- [Task]: Tally the lines in the material below that contain the string "banner" and give only that number.

- [Given entries]:
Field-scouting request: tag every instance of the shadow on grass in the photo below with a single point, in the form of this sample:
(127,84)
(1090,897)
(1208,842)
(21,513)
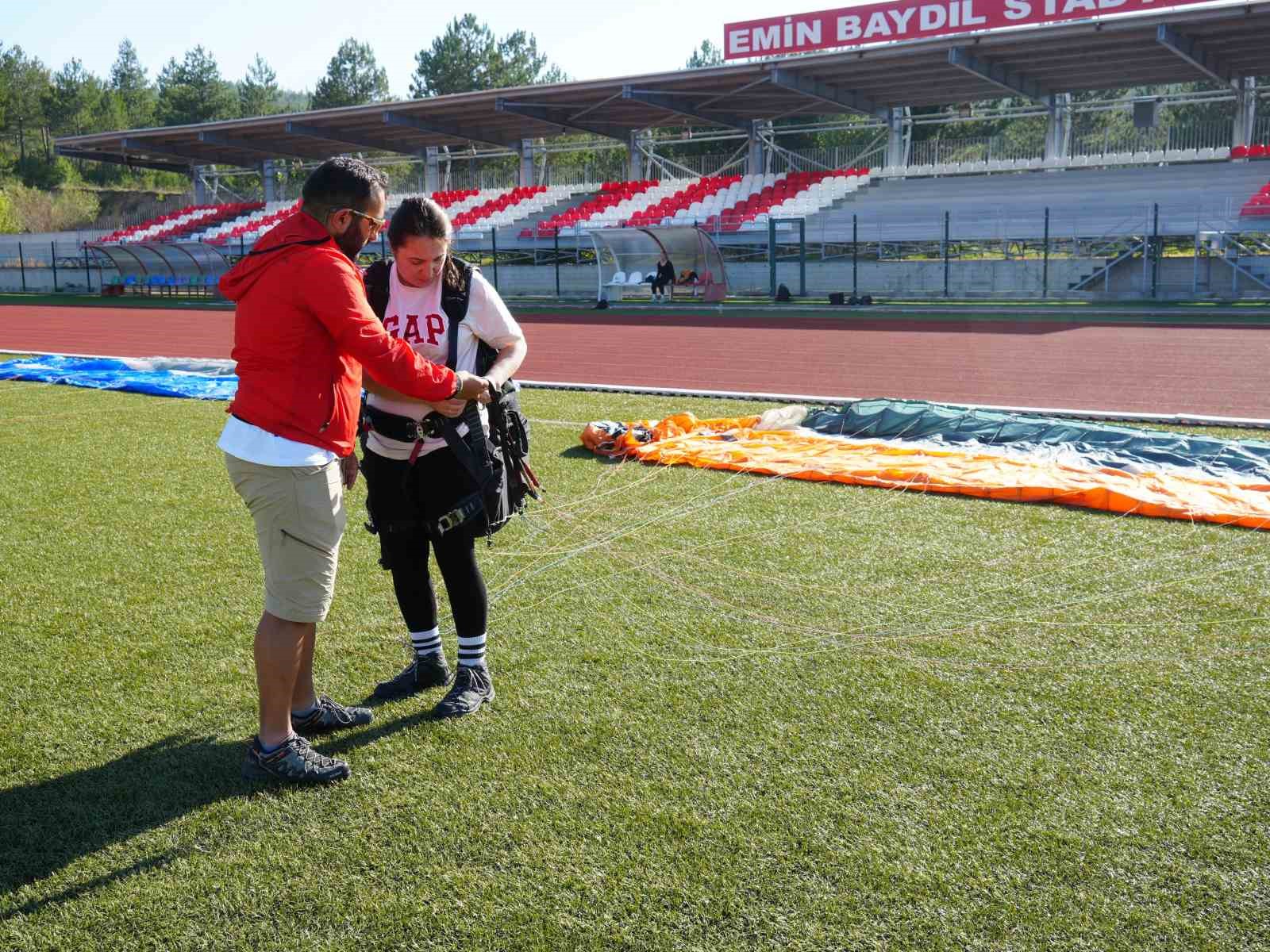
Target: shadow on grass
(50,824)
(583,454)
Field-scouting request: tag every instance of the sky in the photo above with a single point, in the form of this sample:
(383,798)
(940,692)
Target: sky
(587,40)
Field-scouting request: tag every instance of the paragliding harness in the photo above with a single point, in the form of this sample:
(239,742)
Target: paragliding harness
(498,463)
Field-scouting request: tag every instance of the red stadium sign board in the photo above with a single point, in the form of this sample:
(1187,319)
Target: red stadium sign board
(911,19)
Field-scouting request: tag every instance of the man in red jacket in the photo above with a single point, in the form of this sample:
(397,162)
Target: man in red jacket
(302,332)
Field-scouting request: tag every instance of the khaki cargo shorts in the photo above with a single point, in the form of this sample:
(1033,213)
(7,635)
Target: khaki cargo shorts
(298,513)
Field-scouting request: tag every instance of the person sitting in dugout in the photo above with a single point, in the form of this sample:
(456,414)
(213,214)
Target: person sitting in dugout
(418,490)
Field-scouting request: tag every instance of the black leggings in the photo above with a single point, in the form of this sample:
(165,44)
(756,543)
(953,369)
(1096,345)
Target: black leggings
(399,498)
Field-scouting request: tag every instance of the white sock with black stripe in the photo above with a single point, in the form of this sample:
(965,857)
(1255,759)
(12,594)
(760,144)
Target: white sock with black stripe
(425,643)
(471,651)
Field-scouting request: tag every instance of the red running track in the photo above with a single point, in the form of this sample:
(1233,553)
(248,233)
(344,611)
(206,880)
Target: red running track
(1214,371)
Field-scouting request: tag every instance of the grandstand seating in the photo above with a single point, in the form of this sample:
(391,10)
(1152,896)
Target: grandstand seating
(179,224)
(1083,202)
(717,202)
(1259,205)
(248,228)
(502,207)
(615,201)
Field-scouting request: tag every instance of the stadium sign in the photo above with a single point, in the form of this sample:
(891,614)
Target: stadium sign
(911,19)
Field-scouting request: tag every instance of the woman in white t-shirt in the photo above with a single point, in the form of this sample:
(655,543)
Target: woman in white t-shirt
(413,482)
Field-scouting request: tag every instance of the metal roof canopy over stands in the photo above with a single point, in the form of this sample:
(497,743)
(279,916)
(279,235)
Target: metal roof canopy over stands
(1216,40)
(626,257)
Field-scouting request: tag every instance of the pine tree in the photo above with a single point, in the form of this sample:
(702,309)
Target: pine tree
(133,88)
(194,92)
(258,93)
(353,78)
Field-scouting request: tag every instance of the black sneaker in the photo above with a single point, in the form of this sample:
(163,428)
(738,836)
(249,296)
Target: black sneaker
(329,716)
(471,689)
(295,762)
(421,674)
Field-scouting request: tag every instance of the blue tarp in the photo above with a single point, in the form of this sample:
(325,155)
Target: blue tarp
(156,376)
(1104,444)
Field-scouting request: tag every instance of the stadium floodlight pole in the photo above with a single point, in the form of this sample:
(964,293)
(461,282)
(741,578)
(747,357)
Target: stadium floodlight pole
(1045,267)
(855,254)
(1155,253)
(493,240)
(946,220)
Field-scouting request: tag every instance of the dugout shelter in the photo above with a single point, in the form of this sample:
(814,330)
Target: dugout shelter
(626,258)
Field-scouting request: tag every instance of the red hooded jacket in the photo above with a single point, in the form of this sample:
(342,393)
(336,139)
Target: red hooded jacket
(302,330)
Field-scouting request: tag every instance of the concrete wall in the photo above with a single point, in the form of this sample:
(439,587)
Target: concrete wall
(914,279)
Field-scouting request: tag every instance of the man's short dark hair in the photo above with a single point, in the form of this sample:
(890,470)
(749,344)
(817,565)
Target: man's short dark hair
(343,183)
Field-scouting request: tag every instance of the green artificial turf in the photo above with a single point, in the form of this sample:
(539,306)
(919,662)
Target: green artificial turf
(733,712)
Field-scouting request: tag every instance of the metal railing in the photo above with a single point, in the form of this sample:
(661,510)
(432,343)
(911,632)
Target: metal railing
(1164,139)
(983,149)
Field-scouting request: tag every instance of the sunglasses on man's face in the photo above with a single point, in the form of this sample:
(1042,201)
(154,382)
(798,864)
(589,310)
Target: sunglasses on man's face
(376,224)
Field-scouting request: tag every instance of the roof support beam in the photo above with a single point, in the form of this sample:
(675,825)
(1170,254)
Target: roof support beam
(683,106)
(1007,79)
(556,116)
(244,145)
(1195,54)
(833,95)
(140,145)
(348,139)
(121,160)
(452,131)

---

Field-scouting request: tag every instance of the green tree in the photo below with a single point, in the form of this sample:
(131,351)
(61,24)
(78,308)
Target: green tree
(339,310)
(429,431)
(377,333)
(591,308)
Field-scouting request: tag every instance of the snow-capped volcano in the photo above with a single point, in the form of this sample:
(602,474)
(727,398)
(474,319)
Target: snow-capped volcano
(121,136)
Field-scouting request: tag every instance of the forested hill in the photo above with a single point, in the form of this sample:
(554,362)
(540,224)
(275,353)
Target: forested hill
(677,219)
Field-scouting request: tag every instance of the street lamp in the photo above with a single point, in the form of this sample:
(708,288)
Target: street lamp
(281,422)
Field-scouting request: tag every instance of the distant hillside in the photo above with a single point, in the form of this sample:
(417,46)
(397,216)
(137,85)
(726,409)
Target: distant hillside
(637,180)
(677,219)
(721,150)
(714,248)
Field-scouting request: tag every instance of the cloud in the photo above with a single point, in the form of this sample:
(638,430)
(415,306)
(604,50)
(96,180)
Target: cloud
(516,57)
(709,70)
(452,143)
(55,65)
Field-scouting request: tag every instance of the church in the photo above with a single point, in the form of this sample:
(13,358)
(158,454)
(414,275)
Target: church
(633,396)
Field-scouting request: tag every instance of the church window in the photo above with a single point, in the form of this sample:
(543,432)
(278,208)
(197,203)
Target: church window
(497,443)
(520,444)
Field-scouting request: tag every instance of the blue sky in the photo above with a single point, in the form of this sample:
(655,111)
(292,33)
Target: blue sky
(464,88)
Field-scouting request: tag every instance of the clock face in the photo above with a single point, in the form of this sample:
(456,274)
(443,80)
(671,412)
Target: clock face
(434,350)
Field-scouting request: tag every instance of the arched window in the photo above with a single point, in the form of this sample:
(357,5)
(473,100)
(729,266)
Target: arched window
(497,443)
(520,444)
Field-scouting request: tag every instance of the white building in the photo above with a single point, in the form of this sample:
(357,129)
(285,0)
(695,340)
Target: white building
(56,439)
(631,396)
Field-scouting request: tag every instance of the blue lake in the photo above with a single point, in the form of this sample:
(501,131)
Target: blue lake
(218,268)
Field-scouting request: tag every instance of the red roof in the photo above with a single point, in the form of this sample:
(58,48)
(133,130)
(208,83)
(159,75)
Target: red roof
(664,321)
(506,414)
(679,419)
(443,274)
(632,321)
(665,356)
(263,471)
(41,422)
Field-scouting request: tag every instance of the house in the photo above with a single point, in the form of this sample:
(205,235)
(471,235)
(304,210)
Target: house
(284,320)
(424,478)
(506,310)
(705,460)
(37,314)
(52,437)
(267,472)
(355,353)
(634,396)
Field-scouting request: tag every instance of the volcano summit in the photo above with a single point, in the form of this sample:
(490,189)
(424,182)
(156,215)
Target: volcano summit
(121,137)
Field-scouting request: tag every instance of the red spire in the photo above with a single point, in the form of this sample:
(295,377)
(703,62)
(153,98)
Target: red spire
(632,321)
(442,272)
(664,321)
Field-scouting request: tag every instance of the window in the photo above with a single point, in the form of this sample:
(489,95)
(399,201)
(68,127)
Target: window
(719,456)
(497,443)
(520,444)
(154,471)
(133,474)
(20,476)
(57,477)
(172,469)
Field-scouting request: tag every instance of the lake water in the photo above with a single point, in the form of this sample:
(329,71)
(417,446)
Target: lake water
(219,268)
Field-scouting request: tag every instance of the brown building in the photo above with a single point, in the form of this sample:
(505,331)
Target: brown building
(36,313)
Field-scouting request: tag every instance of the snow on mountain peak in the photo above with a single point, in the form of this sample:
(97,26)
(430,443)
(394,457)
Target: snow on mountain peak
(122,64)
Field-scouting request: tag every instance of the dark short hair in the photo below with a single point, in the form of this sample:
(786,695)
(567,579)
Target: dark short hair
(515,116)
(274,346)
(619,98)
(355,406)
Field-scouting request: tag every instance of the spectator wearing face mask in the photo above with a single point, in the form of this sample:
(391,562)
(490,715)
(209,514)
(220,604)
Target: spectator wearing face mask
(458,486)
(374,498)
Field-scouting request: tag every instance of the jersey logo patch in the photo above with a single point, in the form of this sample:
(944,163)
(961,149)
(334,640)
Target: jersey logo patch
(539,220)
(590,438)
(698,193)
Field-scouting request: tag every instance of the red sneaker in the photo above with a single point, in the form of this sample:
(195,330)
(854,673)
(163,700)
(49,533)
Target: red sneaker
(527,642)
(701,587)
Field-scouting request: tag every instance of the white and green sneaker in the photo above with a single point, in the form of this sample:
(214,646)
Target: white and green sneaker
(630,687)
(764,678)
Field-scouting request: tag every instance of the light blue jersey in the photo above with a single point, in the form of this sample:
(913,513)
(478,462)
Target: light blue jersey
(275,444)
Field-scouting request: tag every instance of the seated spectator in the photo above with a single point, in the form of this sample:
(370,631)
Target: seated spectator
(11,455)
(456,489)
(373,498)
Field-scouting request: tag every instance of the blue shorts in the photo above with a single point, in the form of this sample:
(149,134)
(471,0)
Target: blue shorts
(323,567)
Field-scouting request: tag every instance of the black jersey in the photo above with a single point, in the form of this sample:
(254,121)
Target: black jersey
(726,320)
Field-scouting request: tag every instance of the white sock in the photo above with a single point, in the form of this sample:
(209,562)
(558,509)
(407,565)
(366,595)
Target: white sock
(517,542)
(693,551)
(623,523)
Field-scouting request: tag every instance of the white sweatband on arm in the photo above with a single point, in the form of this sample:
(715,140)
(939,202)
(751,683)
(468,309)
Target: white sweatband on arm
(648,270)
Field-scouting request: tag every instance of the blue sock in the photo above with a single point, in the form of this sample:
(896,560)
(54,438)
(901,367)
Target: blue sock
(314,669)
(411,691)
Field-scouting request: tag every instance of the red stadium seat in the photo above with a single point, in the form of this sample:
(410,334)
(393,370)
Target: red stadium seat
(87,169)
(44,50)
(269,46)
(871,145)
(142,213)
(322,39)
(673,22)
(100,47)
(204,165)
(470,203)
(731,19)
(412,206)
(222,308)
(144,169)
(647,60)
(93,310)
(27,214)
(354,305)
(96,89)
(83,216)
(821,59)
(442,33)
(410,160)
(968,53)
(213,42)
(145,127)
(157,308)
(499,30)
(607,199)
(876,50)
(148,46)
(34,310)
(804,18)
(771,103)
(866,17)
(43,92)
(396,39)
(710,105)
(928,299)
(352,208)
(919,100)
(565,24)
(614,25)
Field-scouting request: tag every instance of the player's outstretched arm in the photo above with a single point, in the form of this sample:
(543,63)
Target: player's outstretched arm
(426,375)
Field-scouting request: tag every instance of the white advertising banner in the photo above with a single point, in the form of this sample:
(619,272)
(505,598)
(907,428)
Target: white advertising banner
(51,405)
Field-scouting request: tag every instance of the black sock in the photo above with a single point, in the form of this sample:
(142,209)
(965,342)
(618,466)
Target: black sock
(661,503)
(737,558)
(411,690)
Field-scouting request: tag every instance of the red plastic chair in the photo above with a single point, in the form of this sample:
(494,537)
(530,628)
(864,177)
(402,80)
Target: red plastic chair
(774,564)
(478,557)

- [Final result]: 2